Records from a point-labeling set:
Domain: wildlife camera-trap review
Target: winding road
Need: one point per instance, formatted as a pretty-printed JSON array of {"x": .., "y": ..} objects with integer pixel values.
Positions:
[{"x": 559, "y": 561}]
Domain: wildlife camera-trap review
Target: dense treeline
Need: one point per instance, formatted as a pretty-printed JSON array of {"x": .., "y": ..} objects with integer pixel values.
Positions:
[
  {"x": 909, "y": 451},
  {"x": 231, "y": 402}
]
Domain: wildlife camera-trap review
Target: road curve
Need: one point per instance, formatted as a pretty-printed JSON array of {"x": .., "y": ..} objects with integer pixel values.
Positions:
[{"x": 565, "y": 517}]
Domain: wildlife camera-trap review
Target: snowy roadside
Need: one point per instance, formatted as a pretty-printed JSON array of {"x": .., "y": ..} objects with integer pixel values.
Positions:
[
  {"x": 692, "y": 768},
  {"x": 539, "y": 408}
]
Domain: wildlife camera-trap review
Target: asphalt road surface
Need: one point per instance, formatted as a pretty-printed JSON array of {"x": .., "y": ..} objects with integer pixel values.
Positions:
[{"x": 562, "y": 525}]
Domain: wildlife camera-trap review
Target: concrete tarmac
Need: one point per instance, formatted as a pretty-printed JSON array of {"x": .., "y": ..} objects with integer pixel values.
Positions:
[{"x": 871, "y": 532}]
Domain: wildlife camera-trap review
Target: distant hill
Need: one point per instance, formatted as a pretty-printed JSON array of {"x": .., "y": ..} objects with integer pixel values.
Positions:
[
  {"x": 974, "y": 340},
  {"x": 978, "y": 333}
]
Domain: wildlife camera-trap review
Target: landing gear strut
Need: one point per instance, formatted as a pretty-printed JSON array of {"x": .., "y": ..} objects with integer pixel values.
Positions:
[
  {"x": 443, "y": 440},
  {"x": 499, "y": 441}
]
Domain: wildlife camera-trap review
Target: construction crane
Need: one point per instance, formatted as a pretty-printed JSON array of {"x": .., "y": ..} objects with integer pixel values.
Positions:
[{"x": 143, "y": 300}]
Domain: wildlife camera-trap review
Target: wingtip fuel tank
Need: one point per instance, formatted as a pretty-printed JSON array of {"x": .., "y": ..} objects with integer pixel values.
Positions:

WRITTEN TASK: Identify and copy every line of the listing that contains the string "Target". Case counts.

COMPLETE ANSWER:
Target: winding road
Target: dense treeline
Target: road curve
Target: snowy roadside
Target: asphalt road surface
Target: concrete tarmac
Target: distant hill
Target: landing gear strut
Target: construction crane
Target: wingtip fuel tank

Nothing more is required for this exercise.